エンタメ・アイドル 投稿日:2022.11.20 11:00FLASH編集部

榎木孝明 「学芸会並みの演技」と罵倒されたことも…45年の俳優人生、いまだ夢見る本格時代劇の撮影

榎木孝明

 

■「演技は学芸会」並みと罵倒されて

 

 6年後、四季を卒業する。在籍中は映像作品への出演が禁止だったため、活動の場を広げたいと思った。翌1984年、NHK連続テレビ小説『ロマンス』で主役に抜擢された。

 

「監督からはダメ出しばかりでした。『いつまで舞台芝居をしてるんだ』と怒られ、腹式呼吸で台詞を言えば『日常生活でそんな声は出さないだろう』と。舞台の癖が抜けるまでには何年もかかりました」

 

 だが実力は演劇界、映像界の誰もが認めていた。33歳になった榎木は代表作のひとつにもなった映画『天河伝説殺人事件』(1991年)に出演。

 

「じつは前年に映画『天と地と』で上杉謙信役をさせていただきましたが、監督だった角川春樹さんには『お前の演技は学芸会だ。俳優、やめちまえ』と罵倒されっぱなし。実際に下手だったんですけど、殺してやろうかと思ったほどです(笑)。しかし、その角川さんが浅見光彦役に推薦してくださいました。驚いたのと同時に『謙信役をうまくやりおおせたことで、ご褒美がいただけたのかな』と思いました」

 

 原作のファンだった榎木。

 

「浅見光彦の優柔不断なところなど、びっくりするほど自分に似ていました。『作者の内田(康夫)先生は、なんで俺のことをこんなに知っているんだ』と思ったほどです。だから役にはすんなり入れました」と笑う。内田氏もしばしば「榎木さんに初めて会ったとき、目の前に浅見光彦がいた」と語っていた。見えない不思議な縁がお互いを結びつけたのだろうか。1995年からはフジテレビでシリーズ化され放送された。榎木は2002年放送の第14作まで浅見光彦を演じていたが、なぜ降りたのだろうか。

 

「内田先生があるとき『最近、シリーズを書いていると君(榎木)の顔が出てきて邪魔をするんだよ』とおっしゃったんです。もちろん私が役に同化しているいい意味でのお言葉だったんですけど、先生の執筆にお邪魔になるのは本意ではありませんから降板を申し出ました」

 

 すると内田氏から「条件」を伝えられた。それは浅見光彦の兄、警察庁刑事局長の浅見陽一郎役に就くことだった。

 

「当時は西岡德馬さんがその役をお務めでしたから、しばらくしてのバトンタッチになりました。西岡さんも快くまかせてくださり感謝しかありません。陽一郎役で39作出演させていただきました」

 

 その後は、内田氏本人の役で出演している。内田氏の夫人が「主人を誰よりもよく知っている榎木さんに演じていただきたい」と切望したという。

 

 これまで多くの役を演じた榎木の俳優人生は、45年になる。

• _小問_
榎木孝明についての記事から、「エンタメ・アイドル 投稿日:2022.11.20 11:00FLASH編集部」を含む箇所で始め、「マンス』で主役に抜擢された。」の後で止めて、一字も変えずに抜き出す。

• _データ部分_
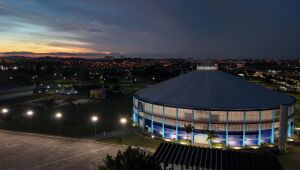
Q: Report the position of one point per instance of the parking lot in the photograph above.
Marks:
(28, 152)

• _以下に解答_
エンタメ・アイドル 投稿日:2022.11.20 11:00FLASH編集部

榎木孝明 「学芸会並みの演技」と罵倒されたことも…45年の俳優人生、いまだ夢見る本格時代劇の撮影

榎木孝明

 

■「演技は学芸会」並みと罵倒されて

 

 6年後、四季を卒業する。在籍中は映像作品への出演が禁止だったため、活動の場を広げたいと思った。翌1984年、NHK連続テレビ小説『ロマンス』で主役に抜擢された。